**WHAT NEEDS TO BE DONE**
Reproduce the USD/CHF market report below word for word, in full.

**READING TEXT**
• • • •

USD/CHF rises to near 0.7950 ahead of UoM Consumer Sentiment Index

The USD/CHF pair is recovering from its recent losses recorded in the previous session, and is trading around the 0.7950 level during Asian trading hours on Friday. The pair rises as the US dollar recovers from its losses ahead of the University of Michigan Consumer Confidence Index for December later today.

The US dollar’s upside could be capped amid rising expectations of interest rate cuts by the US Federal Reserve following an unexpected slowdown in the US CPI in November. The US Consumer Price Index fell to 2.7% in November. This reading was lower than market expectations of 3.1%. Meanwhile, the US core CPI, which excludes volatile food and energy prices, rose 2.6%, missing expectations of 3.0%. This number represents the slowest pace since 2021.

US President Donald Trump indicated on Thursday that the next head of the Federal Reserve will be someone who believes in cutting interest rates “significantly.” Trump also indicated that he will soon announce a successor to current Fed Chairman Jerome Powell.

The Swiss Federal Customs Administration reported on Thursday that the trade surplus widened to 3,841 million Swiss francs in November, the largest surplus since August. Exports rose by 1.6% m/m to CHF 23,478 million, while imports decreased by 0.8% m/m to CHF 19,637 million, largely due to weak purchases of chemicals and pharmaceuticals.

• • • •

**LISTED ENTRIES**
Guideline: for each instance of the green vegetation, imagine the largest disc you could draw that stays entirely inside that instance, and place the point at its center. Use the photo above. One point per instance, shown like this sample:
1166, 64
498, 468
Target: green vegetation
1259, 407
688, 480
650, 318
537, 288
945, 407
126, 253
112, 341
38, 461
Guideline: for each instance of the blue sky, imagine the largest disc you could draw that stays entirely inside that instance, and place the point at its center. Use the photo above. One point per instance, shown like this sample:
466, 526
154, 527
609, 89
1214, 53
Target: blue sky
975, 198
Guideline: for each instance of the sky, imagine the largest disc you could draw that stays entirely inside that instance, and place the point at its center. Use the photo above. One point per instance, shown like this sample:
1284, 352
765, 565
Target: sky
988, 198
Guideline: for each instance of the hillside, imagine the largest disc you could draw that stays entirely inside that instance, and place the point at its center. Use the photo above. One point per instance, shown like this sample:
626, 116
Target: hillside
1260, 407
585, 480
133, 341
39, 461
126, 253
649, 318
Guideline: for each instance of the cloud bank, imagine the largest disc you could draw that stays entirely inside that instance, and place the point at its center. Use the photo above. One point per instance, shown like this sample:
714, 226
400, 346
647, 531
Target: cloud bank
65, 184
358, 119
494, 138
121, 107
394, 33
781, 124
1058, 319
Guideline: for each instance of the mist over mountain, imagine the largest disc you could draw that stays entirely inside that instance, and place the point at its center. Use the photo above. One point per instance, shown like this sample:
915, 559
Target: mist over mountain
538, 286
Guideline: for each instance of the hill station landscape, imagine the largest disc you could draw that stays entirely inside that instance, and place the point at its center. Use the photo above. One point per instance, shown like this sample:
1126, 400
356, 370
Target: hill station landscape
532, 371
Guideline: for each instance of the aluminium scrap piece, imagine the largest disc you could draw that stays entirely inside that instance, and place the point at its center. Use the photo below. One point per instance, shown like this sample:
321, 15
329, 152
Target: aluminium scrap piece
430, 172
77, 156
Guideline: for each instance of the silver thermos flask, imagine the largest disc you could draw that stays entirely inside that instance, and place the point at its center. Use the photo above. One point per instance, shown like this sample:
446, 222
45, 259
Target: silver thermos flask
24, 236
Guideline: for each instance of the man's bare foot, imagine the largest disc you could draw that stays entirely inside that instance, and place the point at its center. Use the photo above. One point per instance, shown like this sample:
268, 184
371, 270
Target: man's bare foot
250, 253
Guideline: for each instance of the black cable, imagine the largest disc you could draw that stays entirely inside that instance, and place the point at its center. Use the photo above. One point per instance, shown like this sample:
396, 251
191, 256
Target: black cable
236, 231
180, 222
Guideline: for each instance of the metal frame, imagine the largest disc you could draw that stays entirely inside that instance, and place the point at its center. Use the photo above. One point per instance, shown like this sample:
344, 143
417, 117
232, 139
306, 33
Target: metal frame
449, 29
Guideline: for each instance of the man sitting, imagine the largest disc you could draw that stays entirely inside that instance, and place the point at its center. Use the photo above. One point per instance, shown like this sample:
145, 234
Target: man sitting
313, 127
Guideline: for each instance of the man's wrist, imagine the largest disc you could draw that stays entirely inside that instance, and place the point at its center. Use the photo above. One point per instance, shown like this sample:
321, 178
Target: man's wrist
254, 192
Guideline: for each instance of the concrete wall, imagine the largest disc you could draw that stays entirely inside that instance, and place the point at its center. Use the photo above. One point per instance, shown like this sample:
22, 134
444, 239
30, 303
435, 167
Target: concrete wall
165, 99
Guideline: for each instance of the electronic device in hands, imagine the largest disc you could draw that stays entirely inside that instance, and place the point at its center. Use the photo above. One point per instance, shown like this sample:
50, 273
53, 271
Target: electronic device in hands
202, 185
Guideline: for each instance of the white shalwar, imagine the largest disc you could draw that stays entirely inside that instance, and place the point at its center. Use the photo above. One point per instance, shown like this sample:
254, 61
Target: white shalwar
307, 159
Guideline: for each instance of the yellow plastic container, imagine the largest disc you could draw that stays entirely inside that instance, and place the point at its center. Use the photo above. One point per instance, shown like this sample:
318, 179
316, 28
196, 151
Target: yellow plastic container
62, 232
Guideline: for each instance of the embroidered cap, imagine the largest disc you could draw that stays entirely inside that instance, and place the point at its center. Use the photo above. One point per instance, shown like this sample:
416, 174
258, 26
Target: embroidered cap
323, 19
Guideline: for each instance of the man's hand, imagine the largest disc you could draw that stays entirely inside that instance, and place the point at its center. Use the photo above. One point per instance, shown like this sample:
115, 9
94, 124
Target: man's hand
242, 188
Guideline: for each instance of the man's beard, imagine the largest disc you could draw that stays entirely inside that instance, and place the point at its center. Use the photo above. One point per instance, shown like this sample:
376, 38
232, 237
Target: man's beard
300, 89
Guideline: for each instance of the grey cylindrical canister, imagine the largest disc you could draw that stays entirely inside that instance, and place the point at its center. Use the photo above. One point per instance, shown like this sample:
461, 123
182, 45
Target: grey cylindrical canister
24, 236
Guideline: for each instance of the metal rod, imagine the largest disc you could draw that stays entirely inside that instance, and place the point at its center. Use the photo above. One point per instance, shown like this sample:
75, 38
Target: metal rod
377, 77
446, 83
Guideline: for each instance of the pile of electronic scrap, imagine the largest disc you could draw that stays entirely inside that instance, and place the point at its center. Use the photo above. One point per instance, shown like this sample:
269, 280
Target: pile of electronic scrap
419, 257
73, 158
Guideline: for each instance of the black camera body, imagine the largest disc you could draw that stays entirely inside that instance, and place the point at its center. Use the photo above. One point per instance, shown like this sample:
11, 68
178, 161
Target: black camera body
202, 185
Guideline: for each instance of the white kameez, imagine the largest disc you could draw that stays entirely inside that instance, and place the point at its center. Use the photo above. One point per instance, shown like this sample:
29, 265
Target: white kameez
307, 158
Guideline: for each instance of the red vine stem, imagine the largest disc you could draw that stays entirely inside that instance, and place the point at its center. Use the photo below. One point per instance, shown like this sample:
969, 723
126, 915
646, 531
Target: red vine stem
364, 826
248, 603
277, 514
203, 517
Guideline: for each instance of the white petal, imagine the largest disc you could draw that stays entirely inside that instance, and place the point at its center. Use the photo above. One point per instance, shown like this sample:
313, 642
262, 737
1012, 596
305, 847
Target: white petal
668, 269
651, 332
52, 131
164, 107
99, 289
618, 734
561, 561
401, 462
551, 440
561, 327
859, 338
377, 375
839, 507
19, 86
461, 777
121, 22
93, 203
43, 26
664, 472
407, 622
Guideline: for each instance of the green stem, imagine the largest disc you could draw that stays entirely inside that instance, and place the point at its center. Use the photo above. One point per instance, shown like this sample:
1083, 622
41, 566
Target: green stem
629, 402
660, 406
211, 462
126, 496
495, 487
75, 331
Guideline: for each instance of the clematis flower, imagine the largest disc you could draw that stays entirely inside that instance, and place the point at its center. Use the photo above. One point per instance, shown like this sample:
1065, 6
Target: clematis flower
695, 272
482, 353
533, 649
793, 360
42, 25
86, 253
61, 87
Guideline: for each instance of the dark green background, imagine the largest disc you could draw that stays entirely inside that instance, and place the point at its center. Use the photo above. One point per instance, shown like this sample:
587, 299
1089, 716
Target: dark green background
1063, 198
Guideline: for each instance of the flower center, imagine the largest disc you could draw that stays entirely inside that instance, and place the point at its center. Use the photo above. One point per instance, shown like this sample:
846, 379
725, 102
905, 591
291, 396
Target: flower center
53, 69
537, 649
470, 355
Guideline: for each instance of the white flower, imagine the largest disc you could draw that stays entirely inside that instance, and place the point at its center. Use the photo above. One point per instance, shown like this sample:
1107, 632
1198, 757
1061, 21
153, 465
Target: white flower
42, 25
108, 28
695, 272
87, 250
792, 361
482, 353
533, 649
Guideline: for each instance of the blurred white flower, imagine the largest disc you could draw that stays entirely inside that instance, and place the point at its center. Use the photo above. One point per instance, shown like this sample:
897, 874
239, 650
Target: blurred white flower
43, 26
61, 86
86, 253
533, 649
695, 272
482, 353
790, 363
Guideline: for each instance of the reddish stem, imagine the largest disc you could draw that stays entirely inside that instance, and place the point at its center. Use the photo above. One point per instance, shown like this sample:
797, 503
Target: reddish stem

• • • •

**OUTPUT**
USD/CHF rises to near 0.7950 ahead of UoM Consumer Sentiment Index

The USD/CHF pair is recovering from its recent losses recorded in the previous session, and is trading around the 0.7950 level during Asian trading hours on Friday. The pair rises as the US dollar recovers from its losses ahead of the University of Michigan Consumer Confidence Index for December later today.

The US dollar’s upside could be capped amid rising expectations of interest rate cuts by the US Federal Reserve following an unexpected slowdown in the US CPI in November. The US Consumer Price Index fell to 2.7% in November. This reading was lower than market expectations of 3.1%. Meanwhile, the US core CPI, which excludes volatile food and energy prices, rose 2.6%, missing expectations of 3.0%. This number represents the slowest pace since 2021.

US President Donald Trump indicated on Thursday that the next head of the Federal Reserve will be someone who believes in cutting interest rates “significantly.” Trump also indicated that he will soon announce a successor to current Fed Chairman Jerome Powell.

The Swiss Federal Customs Administration reported on Thursday that the trade surplus widened to 3,841 million Swiss francs in November, the largest surplus since August. Exports rose by 1.6% m/m to CHF 23,478 million, while imports decreased by 0.8% m/m to CHF 19,637 million, largely due to weak purchases of chemicals and pharmaceuticals.